#### Task inputs

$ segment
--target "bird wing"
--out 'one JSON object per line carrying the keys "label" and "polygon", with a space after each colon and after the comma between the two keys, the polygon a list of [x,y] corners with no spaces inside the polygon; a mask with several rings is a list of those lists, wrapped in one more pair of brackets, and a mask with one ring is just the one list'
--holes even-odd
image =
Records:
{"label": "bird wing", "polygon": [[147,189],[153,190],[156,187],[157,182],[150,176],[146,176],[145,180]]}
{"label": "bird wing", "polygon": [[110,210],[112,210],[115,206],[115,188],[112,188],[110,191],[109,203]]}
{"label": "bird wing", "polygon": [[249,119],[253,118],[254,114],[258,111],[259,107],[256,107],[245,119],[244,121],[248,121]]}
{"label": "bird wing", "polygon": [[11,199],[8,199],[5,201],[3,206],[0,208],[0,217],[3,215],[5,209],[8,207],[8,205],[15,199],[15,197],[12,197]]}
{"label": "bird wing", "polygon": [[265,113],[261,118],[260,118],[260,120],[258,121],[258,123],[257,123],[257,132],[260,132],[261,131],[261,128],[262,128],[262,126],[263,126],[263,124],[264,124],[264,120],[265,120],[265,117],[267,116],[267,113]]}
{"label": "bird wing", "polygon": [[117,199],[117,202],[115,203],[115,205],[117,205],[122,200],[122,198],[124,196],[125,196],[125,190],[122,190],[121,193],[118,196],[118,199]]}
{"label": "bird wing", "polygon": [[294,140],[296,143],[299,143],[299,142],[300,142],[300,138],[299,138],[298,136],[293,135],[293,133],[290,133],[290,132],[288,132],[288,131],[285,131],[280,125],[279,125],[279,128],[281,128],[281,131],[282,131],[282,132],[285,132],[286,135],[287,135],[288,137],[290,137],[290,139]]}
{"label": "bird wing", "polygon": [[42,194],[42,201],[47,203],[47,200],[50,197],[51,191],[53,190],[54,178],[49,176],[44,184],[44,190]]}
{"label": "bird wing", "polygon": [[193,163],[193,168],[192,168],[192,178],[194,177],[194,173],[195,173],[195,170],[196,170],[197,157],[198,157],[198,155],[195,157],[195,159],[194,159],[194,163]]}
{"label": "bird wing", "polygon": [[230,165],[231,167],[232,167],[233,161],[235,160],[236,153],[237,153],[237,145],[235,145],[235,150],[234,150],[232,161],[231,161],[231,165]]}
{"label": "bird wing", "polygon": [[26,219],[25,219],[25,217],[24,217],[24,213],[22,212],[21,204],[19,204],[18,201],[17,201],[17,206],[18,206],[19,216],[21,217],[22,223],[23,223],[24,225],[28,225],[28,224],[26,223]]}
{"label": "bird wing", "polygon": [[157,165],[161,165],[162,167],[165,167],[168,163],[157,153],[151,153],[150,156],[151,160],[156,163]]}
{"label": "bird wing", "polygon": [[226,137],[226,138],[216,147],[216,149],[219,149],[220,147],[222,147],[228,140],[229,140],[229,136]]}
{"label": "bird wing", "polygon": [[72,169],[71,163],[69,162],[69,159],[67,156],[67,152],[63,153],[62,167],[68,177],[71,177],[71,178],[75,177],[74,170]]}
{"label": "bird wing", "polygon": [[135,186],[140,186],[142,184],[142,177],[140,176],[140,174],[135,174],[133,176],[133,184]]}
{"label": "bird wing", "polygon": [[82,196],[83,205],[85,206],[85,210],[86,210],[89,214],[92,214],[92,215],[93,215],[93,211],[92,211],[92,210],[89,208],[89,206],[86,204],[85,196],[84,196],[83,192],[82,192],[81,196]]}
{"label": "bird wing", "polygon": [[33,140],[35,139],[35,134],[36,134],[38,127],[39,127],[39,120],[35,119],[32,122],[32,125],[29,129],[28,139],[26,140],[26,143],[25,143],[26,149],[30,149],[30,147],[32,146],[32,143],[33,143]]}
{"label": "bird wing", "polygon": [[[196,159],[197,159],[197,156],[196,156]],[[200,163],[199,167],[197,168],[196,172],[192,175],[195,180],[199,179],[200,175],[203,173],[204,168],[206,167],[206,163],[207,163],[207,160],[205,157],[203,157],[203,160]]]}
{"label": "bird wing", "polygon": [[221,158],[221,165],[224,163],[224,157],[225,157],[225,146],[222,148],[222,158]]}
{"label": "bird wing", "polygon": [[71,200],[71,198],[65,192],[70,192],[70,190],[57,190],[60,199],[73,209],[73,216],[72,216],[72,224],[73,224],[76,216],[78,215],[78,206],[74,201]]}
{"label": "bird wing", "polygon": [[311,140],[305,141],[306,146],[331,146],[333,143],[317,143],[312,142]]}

########

◆ Task brief
Repeat the whole listing exactly, keeping every line intact.

◆ Expected answer
$ segment
--target "bird wing"
--out 'one JSON object per line carrying the keys "label" and "polygon", with a space after each colon and after the comma between the two keys, the polygon a list of [x,y] corners with no spaces inside the polygon; a mask with several rings is a list of those lists, wrapped in one more pair of brackets, and a mask with one ring is just the one list'
--holes even-odd
image =
Records:
{"label": "bird wing", "polygon": [[147,189],[153,190],[156,187],[157,182],[150,176],[146,176],[145,180]]}
{"label": "bird wing", "polygon": [[110,210],[112,210],[115,206],[115,188],[112,188],[110,191],[109,203]]}
{"label": "bird wing", "polygon": [[249,119],[253,118],[254,114],[258,111],[259,107],[256,107],[245,119],[244,121],[248,121]]}
{"label": "bird wing", "polygon": [[11,199],[8,199],[5,201],[3,206],[0,208],[0,217],[3,215],[5,209],[8,207],[8,205],[15,199],[15,197],[12,197]]}
{"label": "bird wing", "polygon": [[265,113],[261,118],[260,118],[260,120],[258,121],[258,123],[257,123],[257,132],[260,132],[261,131],[261,128],[262,128],[262,126],[263,126],[263,124],[264,124],[264,120],[265,120],[265,117],[267,116],[267,113]]}
{"label": "bird wing", "polygon": [[117,199],[117,202],[115,203],[115,205],[117,205],[122,200],[122,198],[124,196],[125,196],[125,190],[122,190],[121,193],[118,196],[118,199]]}
{"label": "bird wing", "polygon": [[294,140],[296,143],[299,143],[299,142],[300,142],[300,138],[299,138],[298,136],[293,135],[293,133],[290,133],[290,132],[288,132],[288,131],[285,131],[280,125],[279,125],[279,128],[281,128],[281,131],[282,131],[282,132],[285,132],[286,135],[287,135],[288,137],[290,137],[290,139]]}
{"label": "bird wing", "polygon": [[42,194],[42,201],[47,203],[47,200],[50,197],[51,191],[53,190],[54,178],[49,176],[44,184],[44,190]]}
{"label": "bird wing", "polygon": [[193,163],[193,168],[192,168],[192,178],[194,177],[194,173],[195,173],[195,170],[196,170],[197,157],[198,157],[198,155],[195,157],[195,159],[194,159],[194,163]]}
{"label": "bird wing", "polygon": [[230,165],[231,167],[232,167],[233,161],[235,160],[236,153],[237,153],[237,145],[235,145],[235,150],[234,150],[232,161],[231,161],[231,165]]}
{"label": "bird wing", "polygon": [[26,219],[25,219],[25,217],[24,217],[24,213],[22,212],[21,204],[19,204],[18,201],[17,201],[17,206],[18,206],[19,216],[21,217],[22,223],[23,223],[24,225],[28,225],[28,224],[26,223]]}
{"label": "bird wing", "polygon": [[157,165],[161,165],[162,167],[165,167],[168,163],[157,153],[151,153],[150,156],[151,160],[156,163]]}
{"label": "bird wing", "polygon": [[226,137],[226,138],[216,147],[216,149],[219,149],[220,147],[222,147],[228,140],[229,140],[229,136]]}
{"label": "bird wing", "polygon": [[72,169],[71,163],[69,162],[69,159],[67,156],[67,152],[63,153],[62,167],[68,177],[71,177],[71,178],[75,177],[74,170]]}
{"label": "bird wing", "polygon": [[135,186],[140,186],[142,184],[142,177],[140,176],[140,174],[135,174],[133,176],[133,184]]}
{"label": "bird wing", "polygon": [[82,196],[83,205],[85,206],[85,210],[86,210],[89,214],[92,214],[92,215],[93,215],[93,211],[92,211],[92,210],[89,208],[89,206],[86,204],[85,196],[84,196],[83,192],[82,192],[81,196]]}
{"label": "bird wing", "polygon": [[33,140],[35,139],[35,134],[36,134],[38,127],[39,127],[39,120],[35,119],[32,122],[32,125],[29,129],[28,139],[26,140],[26,143],[25,143],[26,149],[30,149],[30,147],[32,146],[32,143],[33,143]]}
{"label": "bird wing", "polygon": [[[196,159],[197,159],[197,156],[196,156]],[[200,163],[199,167],[197,168],[196,172],[192,175],[195,180],[199,179],[200,175],[203,173],[204,168],[206,167],[206,163],[207,163],[207,160],[205,157],[203,157],[203,160]]]}
{"label": "bird wing", "polygon": [[221,158],[221,165],[224,163],[224,157],[225,157],[225,146],[222,148],[222,158]]}
{"label": "bird wing", "polygon": [[71,200],[71,198],[65,192],[70,192],[70,190],[57,190],[60,199],[73,209],[73,216],[72,216],[72,224],[73,224],[76,216],[78,215],[78,206],[74,201]]}
{"label": "bird wing", "polygon": [[311,140],[305,141],[306,146],[331,146],[333,143],[317,143],[312,142]]}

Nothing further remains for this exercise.